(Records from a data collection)
···
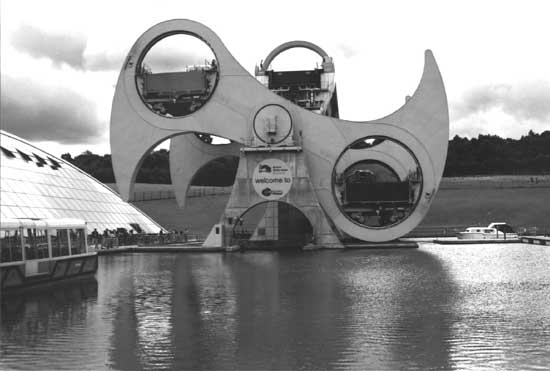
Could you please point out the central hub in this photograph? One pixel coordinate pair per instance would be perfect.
(272, 124)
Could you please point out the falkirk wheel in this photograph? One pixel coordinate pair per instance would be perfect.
(329, 179)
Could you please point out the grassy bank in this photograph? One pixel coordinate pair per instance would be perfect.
(522, 201)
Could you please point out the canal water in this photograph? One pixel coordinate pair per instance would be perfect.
(436, 307)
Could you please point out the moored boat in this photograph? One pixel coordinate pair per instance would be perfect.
(495, 231)
(37, 251)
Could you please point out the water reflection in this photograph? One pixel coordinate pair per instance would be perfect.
(431, 308)
(50, 325)
(287, 311)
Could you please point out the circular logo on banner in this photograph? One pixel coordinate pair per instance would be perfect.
(272, 179)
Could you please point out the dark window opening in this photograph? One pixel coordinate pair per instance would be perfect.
(136, 227)
(41, 162)
(24, 156)
(7, 152)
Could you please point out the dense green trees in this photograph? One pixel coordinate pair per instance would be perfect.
(491, 154)
(484, 155)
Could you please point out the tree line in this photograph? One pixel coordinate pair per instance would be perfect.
(484, 155)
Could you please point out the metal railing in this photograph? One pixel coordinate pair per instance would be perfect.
(194, 191)
(142, 239)
(451, 231)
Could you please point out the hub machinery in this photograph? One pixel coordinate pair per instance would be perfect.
(367, 180)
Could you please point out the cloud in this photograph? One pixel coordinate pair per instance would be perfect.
(159, 59)
(347, 50)
(524, 101)
(48, 113)
(103, 61)
(59, 47)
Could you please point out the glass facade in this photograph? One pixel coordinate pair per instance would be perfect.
(35, 184)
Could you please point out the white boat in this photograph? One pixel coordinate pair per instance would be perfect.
(495, 231)
(38, 251)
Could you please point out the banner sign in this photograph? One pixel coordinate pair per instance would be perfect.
(272, 179)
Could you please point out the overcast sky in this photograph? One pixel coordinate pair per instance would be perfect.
(60, 60)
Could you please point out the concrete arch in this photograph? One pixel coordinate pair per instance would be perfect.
(295, 44)
(258, 223)
(188, 154)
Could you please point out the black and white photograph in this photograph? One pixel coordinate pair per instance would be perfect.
(287, 185)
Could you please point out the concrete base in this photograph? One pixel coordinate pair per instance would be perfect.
(301, 195)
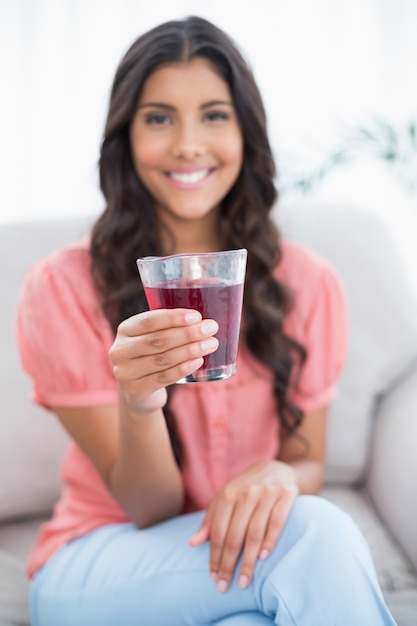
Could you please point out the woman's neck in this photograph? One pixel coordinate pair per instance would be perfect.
(192, 236)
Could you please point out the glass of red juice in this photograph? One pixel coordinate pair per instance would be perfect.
(211, 283)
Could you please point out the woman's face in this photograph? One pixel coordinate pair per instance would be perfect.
(186, 141)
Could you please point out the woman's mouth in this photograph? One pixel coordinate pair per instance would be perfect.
(189, 178)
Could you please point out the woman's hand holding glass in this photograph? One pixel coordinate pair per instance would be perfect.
(154, 349)
(246, 517)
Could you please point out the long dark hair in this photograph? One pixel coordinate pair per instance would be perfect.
(127, 228)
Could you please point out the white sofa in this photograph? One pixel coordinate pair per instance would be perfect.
(372, 451)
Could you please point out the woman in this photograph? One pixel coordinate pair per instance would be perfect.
(191, 504)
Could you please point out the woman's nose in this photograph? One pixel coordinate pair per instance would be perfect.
(188, 142)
···
## [CHALLENGE]
Each record should be quoted exactly, with the images omitted.

## [EXERCISE SOLUTION]
Could you please point out the central hub in this photograph? One pixel coordinate pair per instance would be perfect.
(272, 124)
Could you please point out the falkirk wheel in this photograph? One pixel coordinate pair per instance would be perfect.
(329, 179)
Could you please point out the grassy bank in this photograph? One pixel coordinate pair per instance would be perfect.
(522, 201)
Could you please point out the canal water in this photograph? One pixel coordinate pair per instance would be perfect.
(436, 307)
Could you please point out the moored boat in this photograph? One pixel coordinate pair per instance would be perfect.
(495, 231)
(37, 251)
Could you please point out the water reflection in this photograph? One pixel coordinate pair per instance would be perfect.
(431, 308)
(50, 325)
(287, 311)
Could you please point out the circular logo on banner in this photograph? One pixel coordinate pair per instance would be perfect.
(272, 179)
Could you please point out the dark window opening in this photograph? One pixel coordinate pair per instance would be perfect.
(136, 227)
(41, 162)
(24, 156)
(7, 152)
Could you please point out the dense green trees in this photograph? One pixel coordinate pair per instance would be perfect.
(491, 154)
(484, 155)
Could you please point out the tree line in this photograph? One pixel coordinate pair per instance would be perfect.
(484, 155)
Could you please point out the metal railing in this photograph? One pixel coordinate pair per instance would be perfect.
(194, 191)
(142, 239)
(451, 231)
Could you please point out the hub machinery in this photograph? One pixel coordinate pair per instance would be perfect.
(367, 180)
Could you please point out the cloud in this photograph? One pixel coordinate pair per instance would be perfect.
(159, 59)
(347, 50)
(524, 101)
(48, 113)
(103, 61)
(59, 47)
Could you please point out the glass facade in this photograph? One pixel coordinate pair per instance would be perfect.
(35, 184)
Could you please point out the white boat in this photograph? One pixel coordinate pair per instance would be perfect.
(495, 231)
(38, 251)
Could you please point out the banner sign in this photograph? One pixel coordinate pair per instance would be perfect.
(272, 179)
Could you please point out the overcast sky in this photograph? One pixel coordinate pair per instance would be perfect.
(60, 60)
Could you please point out the concrete arch in this photograph? One pixel coordinate pair per instance would be perfect.
(295, 44)
(258, 223)
(188, 154)
Could you please point out the black and white photograph in this photograph? One pixel coordinate pair per instance would be perfect.
(287, 185)
Could you please point out the concrete base in this photograph? One pixel coordinate pair per instance would be perfect.
(301, 195)
Could you please point out the woman's neck in this photograph? One pixel coordinate pair per instance would be perfect.
(192, 236)
Could you please point out the glass of red juice in this photograph? One pixel coordinate pair per instance would be perfect.
(211, 283)
Could you please point out the woman's face in this photograph? One pixel coordinate pair per instance would be perfect.
(186, 141)
Could you please point out the woman's mouth in this photograph? One pixel coordinate pair per instance would be perfect.
(189, 178)
Could you please point out the woman's hand holding glass in this photograph? One pixel coordinate pair per instance would be perfect.
(154, 349)
(246, 517)
Could you please point out the long dark hair in this photograph? One pixel coordinate pair per instance would be perfect.
(127, 228)
Could you please point out the white sofa in this photograph? One pixel coordinate pair per instance would be perfect.
(372, 451)
Could you please point out the woman in this photograph? One pixel coordinate pair per instance would be perfect.
(191, 504)
Could you please point out the woman's nose in this photograph? One pixel coordinate pair per instance would be perfect.
(188, 142)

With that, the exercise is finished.